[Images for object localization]
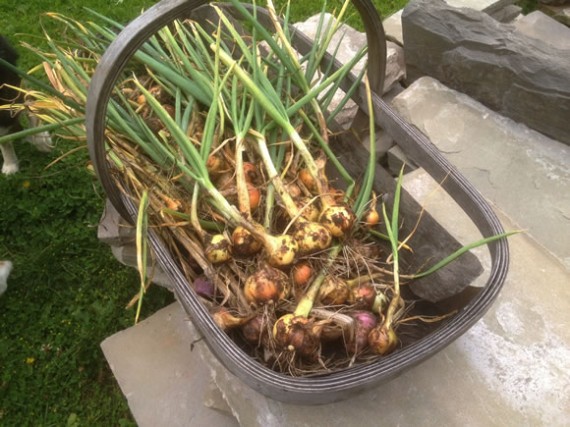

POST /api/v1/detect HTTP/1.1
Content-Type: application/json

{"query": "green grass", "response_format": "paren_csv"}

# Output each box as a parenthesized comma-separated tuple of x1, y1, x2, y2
(0, 0, 406, 425)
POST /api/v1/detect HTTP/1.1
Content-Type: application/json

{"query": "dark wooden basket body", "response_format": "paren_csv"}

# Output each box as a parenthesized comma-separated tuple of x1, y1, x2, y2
(86, 0, 509, 404)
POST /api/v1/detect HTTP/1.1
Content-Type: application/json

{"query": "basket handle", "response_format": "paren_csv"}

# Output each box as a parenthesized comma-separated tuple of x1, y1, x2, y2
(86, 0, 386, 223)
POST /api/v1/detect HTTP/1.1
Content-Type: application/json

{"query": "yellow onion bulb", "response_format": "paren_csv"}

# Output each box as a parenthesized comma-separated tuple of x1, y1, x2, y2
(247, 183, 261, 211)
(319, 204, 356, 237)
(243, 162, 258, 183)
(368, 324, 398, 355)
(318, 276, 350, 306)
(287, 183, 302, 198)
(243, 265, 290, 306)
(241, 315, 267, 345)
(264, 234, 298, 268)
(272, 314, 322, 360)
(204, 234, 232, 264)
(292, 261, 313, 290)
(298, 168, 317, 193)
(292, 220, 332, 254)
(212, 307, 247, 330)
(206, 153, 226, 175)
(231, 226, 262, 257)
(365, 208, 380, 227)
(296, 197, 320, 222)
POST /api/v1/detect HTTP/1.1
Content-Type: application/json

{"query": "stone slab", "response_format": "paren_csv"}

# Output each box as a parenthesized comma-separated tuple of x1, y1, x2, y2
(294, 13, 406, 95)
(446, 0, 515, 12)
(488, 4, 522, 22)
(392, 76, 570, 271)
(100, 304, 239, 427)
(382, 9, 404, 45)
(514, 10, 570, 50)
(540, 4, 570, 25)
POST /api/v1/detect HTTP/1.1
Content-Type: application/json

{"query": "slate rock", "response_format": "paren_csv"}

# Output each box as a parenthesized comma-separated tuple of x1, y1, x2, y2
(539, 0, 570, 5)
(446, 0, 515, 13)
(294, 13, 406, 95)
(488, 4, 522, 22)
(539, 3, 570, 26)
(402, 0, 570, 145)
(514, 10, 570, 50)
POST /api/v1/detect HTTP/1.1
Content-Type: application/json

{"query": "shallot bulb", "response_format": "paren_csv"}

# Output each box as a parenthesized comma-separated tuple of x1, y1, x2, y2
(244, 265, 290, 306)
(351, 282, 376, 311)
(192, 276, 215, 299)
(347, 311, 378, 355)
(368, 324, 398, 355)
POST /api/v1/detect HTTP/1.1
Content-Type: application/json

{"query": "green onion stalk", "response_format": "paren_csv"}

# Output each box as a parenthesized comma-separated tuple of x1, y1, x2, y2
(15, 4, 500, 372)
(271, 77, 378, 358)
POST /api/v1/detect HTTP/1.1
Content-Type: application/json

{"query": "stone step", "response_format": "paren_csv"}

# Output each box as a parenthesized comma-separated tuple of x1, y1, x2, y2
(513, 10, 570, 50)
(539, 2, 570, 26)
(391, 76, 570, 271)
(101, 303, 239, 427)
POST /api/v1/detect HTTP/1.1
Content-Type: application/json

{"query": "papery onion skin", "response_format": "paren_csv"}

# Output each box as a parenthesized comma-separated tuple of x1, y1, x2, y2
(318, 276, 350, 306)
(244, 265, 290, 306)
(204, 234, 232, 264)
(212, 307, 247, 330)
(192, 276, 215, 299)
(368, 324, 398, 355)
(319, 204, 356, 237)
(272, 314, 321, 360)
(292, 220, 332, 254)
(347, 311, 378, 355)
(351, 282, 376, 311)
(265, 234, 298, 268)
(231, 226, 262, 257)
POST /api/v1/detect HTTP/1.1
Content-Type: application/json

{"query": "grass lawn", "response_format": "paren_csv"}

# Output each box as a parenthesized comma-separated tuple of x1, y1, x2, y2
(0, 1, 405, 425)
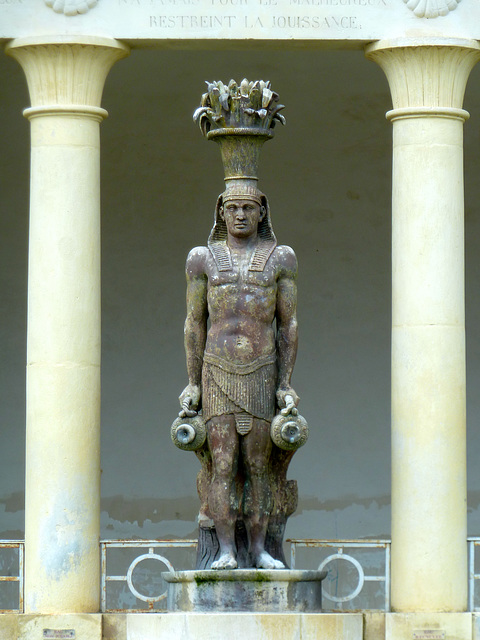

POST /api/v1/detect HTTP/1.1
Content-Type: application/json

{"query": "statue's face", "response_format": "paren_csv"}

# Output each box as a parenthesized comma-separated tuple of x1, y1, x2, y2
(222, 199, 265, 239)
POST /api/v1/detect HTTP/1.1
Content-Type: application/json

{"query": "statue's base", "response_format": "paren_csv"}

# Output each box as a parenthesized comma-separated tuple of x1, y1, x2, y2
(162, 569, 327, 613)
(102, 612, 365, 640)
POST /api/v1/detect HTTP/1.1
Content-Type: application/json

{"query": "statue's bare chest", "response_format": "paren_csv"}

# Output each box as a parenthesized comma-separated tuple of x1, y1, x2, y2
(205, 257, 277, 320)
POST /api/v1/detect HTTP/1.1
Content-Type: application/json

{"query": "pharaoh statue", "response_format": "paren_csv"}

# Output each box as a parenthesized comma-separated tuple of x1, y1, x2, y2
(171, 80, 308, 570)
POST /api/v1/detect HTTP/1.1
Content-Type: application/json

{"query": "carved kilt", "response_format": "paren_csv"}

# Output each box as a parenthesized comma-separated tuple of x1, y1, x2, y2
(202, 352, 277, 426)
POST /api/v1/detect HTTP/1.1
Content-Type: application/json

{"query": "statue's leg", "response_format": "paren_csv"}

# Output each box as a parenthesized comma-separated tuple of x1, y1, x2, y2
(266, 448, 298, 566)
(242, 419, 284, 569)
(207, 415, 239, 570)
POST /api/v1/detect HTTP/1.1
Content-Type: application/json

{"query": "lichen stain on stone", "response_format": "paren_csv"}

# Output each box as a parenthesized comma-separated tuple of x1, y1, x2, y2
(39, 496, 91, 580)
(250, 572, 272, 583)
(258, 613, 297, 636)
(194, 574, 221, 584)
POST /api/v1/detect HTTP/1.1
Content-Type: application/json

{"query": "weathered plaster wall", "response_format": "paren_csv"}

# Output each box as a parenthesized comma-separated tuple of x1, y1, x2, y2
(0, 53, 29, 540)
(1, 46, 480, 543)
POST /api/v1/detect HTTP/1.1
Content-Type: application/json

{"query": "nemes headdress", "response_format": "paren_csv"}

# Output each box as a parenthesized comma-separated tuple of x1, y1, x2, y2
(193, 79, 285, 272)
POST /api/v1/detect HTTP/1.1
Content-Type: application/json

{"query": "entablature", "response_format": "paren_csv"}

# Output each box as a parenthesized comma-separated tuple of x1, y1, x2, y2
(0, 0, 478, 48)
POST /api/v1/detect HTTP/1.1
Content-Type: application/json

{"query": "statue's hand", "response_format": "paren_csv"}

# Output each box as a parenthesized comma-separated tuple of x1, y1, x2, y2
(179, 384, 201, 418)
(276, 387, 300, 416)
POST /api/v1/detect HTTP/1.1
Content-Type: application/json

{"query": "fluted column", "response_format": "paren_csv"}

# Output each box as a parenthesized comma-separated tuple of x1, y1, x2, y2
(5, 36, 129, 613)
(366, 39, 480, 612)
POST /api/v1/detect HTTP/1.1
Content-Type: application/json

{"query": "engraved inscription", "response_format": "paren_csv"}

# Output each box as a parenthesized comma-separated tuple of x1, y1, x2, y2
(148, 13, 363, 28)
(413, 632, 446, 640)
(271, 14, 360, 27)
(150, 14, 236, 26)
(43, 631, 76, 640)
(145, 0, 388, 31)
(149, 0, 201, 4)
(289, 0, 386, 4)
(244, 15, 265, 26)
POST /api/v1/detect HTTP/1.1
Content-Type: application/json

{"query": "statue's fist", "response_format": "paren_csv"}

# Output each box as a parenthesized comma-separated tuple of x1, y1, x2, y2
(276, 387, 300, 416)
(179, 384, 201, 418)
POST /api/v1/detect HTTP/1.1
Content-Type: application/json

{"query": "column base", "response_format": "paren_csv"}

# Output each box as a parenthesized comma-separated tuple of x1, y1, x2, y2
(0, 614, 102, 640)
(387, 613, 472, 640)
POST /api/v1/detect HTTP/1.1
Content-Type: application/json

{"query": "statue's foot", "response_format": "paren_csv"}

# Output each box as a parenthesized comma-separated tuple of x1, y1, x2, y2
(255, 551, 285, 570)
(211, 552, 238, 570)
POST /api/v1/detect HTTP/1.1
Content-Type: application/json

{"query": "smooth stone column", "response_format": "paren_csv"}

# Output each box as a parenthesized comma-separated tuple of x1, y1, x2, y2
(366, 39, 480, 612)
(5, 36, 128, 613)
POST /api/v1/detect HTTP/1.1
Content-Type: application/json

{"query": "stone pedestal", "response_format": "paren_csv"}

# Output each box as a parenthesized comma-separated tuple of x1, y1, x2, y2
(163, 569, 326, 613)
(102, 612, 364, 640)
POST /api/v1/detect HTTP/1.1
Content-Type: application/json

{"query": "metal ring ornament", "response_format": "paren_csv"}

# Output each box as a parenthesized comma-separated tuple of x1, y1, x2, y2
(270, 413, 309, 450)
(171, 414, 206, 451)
(126, 553, 175, 603)
(318, 553, 365, 603)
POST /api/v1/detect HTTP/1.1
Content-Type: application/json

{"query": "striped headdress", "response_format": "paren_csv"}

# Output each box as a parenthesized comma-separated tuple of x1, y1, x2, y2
(207, 183, 277, 273)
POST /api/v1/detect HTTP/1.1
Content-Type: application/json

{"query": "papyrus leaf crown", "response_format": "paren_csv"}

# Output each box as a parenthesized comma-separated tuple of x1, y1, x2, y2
(193, 79, 286, 136)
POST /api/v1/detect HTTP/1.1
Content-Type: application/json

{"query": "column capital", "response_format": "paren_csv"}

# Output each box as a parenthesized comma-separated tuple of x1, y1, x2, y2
(5, 36, 129, 120)
(365, 38, 480, 122)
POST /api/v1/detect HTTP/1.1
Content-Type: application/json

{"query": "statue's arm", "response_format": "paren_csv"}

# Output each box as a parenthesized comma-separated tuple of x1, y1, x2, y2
(179, 247, 208, 415)
(275, 246, 299, 413)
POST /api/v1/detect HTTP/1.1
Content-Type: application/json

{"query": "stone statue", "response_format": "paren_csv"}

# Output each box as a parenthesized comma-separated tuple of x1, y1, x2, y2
(172, 80, 308, 571)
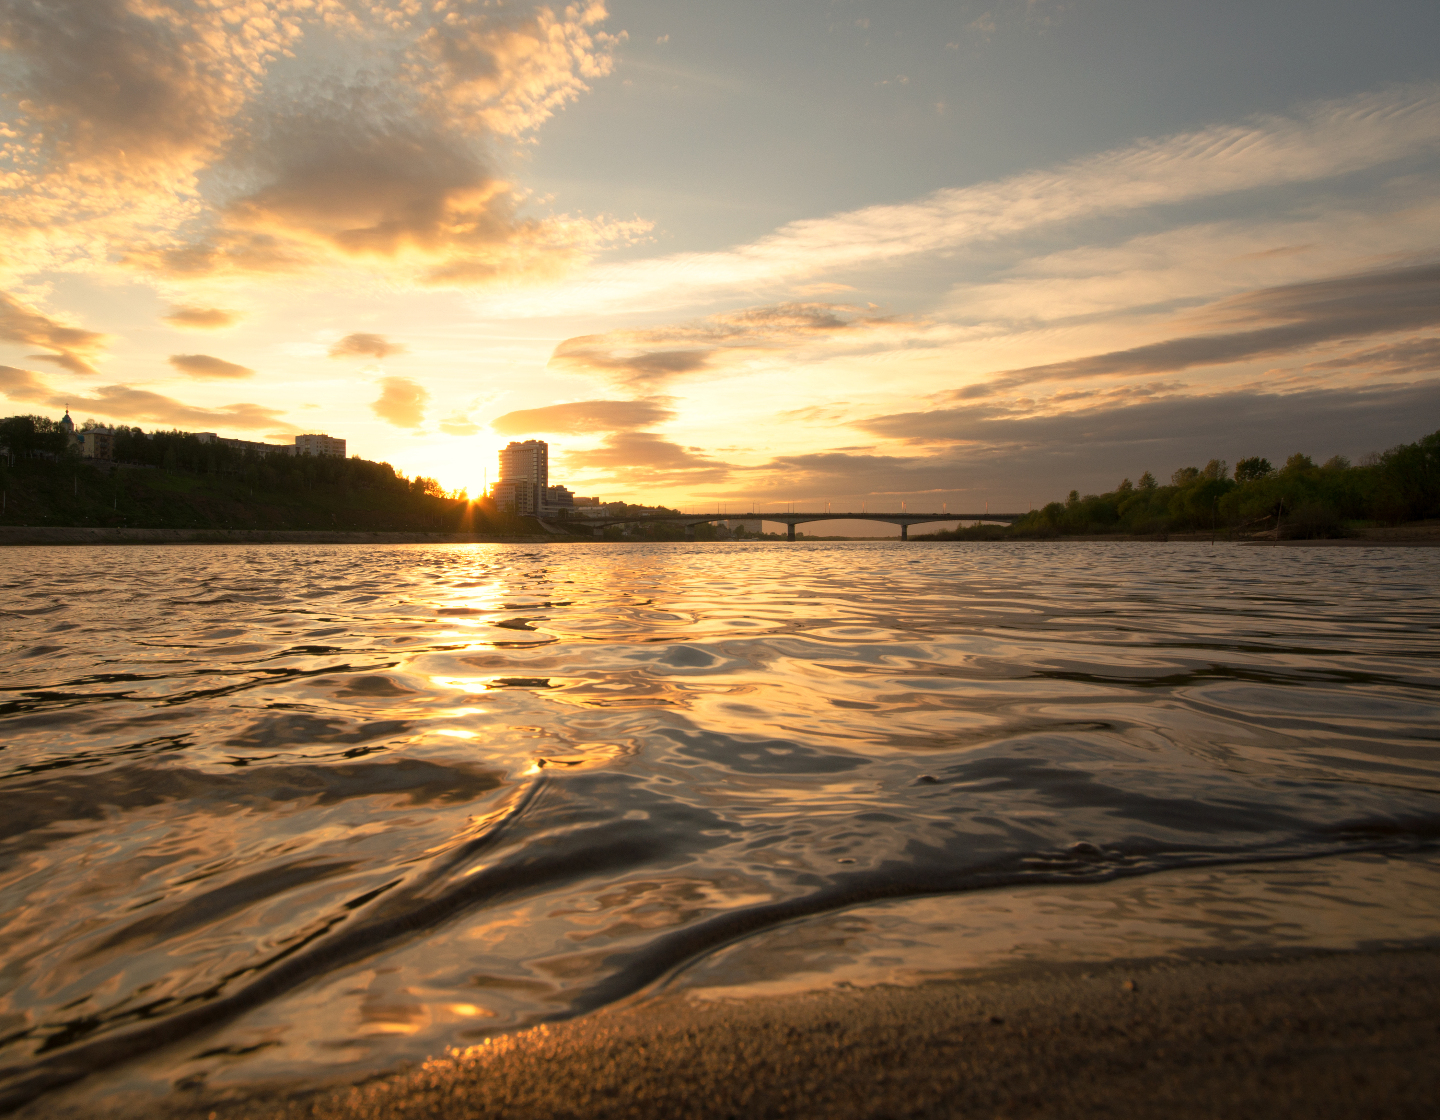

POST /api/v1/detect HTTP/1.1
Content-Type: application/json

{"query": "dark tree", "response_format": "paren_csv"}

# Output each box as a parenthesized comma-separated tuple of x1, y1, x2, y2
(1234, 457, 1272, 483)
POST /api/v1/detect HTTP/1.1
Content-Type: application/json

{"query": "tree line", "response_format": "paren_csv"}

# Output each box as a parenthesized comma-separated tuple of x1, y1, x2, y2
(0, 415, 449, 498)
(0, 414, 531, 534)
(1006, 427, 1440, 539)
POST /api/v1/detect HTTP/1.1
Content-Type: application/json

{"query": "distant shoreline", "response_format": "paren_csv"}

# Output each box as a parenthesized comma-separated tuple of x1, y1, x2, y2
(3, 525, 1438, 546)
(0, 526, 555, 546)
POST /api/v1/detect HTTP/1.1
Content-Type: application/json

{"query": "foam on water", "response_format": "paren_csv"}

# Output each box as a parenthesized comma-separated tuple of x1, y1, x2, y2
(2, 541, 1438, 1108)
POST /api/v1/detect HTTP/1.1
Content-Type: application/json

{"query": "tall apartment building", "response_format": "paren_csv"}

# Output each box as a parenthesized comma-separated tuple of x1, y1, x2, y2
(494, 439, 548, 514)
(295, 433, 346, 457)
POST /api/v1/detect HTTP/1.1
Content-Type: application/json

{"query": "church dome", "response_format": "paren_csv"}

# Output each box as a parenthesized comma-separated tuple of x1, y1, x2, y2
(59, 409, 74, 432)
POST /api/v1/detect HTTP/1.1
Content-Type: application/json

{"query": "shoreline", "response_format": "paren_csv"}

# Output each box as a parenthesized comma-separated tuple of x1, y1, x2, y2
(3, 524, 1438, 547)
(61, 946, 1440, 1120)
(0, 526, 556, 546)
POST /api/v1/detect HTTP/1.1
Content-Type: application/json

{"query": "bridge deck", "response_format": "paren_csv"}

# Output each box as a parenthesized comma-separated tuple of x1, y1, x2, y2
(560, 512, 1023, 526)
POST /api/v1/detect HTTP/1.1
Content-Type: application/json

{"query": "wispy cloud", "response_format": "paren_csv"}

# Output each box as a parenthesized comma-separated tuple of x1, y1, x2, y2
(0, 365, 291, 430)
(1303, 336, 1440, 378)
(953, 264, 1440, 398)
(491, 398, 675, 434)
(478, 83, 1440, 316)
(168, 354, 255, 379)
(163, 306, 240, 330)
(438, 412, 482, 436)
(860, 379, 1440, 453)
(0, 290, 107, 375)
(563, 432, 731, 485)
(549, 303, 896, 387)
(329, 333, 407, 360)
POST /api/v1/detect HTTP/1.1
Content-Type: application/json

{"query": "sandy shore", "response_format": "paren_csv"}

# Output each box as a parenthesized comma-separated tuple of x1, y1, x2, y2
(57, 947, 1437, 1120)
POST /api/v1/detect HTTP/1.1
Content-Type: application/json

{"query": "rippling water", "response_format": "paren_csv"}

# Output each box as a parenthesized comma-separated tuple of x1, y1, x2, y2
(3, 541, 1439, 1109)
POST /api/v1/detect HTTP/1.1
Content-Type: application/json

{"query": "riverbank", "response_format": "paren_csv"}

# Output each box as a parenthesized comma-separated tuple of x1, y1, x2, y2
(0, 526, 555, 546)
(69, 947, 1440, 1120)
(5, 523, 1439, 546)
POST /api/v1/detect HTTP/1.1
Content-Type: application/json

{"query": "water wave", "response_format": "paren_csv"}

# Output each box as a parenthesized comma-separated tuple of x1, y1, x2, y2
(1, 542, 1437, 1109)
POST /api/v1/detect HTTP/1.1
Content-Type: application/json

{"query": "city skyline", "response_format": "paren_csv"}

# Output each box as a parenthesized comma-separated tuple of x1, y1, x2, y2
(2, 2, 1439, 514)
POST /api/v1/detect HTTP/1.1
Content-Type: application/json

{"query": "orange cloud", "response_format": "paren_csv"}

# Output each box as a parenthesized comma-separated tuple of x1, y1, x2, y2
(0, 291, 108, 375)
(371, 376, 430, 428)
(329, 333, 407, 359)
(0, 364, 291, 430)
(0, 0, 304, 276)
(491, 398, 675, 434)
(563, 432, 731, 485)
(412, 2, 622, 138)
(168, 354, 255, 379)
(2, 2, 636, 287)
(549, 303, 893, 388)
(163, 306, 240, 330)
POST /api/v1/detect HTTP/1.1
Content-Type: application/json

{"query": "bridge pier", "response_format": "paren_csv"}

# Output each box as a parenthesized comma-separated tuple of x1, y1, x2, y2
(901, 524, 908, 541)
(685, 525, 695, 542)
(593, 526, 604, 539)
(787, 523, 795, 542)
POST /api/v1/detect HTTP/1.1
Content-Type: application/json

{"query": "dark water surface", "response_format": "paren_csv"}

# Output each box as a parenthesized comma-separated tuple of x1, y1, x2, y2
(2, 542, 1439, 1108)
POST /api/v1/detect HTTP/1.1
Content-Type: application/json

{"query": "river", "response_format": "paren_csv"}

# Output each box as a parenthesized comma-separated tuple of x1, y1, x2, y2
(2, 541, 1439, 1110)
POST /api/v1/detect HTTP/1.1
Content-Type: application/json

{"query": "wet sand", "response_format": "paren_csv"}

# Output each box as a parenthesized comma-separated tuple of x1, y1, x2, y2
(83, 947, 1439, 1120)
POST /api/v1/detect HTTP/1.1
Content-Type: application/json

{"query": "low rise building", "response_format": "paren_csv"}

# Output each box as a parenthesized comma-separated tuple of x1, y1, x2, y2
(80, 427, 115, 460)
(295, 433, 346, 457)
(195, 432, 294, 456)
(59, 412, 117, 460)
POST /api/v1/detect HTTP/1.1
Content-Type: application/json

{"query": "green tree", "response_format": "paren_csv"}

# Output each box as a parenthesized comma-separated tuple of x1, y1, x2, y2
(1234, 457, 1272, 483)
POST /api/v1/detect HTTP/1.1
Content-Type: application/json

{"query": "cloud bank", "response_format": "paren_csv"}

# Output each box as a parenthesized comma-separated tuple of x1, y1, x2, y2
(0, 1, 638, 286)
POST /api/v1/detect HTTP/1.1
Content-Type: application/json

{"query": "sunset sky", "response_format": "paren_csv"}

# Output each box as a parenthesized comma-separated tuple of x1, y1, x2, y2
(3, 0, 1439, 515)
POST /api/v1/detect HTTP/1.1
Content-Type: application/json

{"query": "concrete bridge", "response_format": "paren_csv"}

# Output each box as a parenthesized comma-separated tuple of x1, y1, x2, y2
(551, 511, 1025, 541)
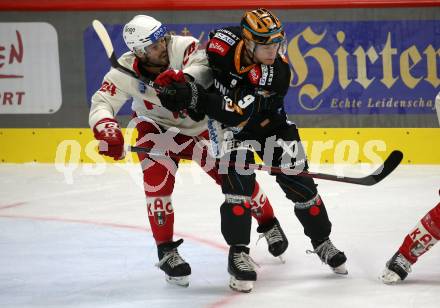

- **Work task**
"headdress" is the string to look for; please copy every line of the records above where it appears.

- **Your response**
{"query": "nemes headdress", "response_format": "paren_csv"}
{"query": "striped headdress", "response_format": "paren_csv"}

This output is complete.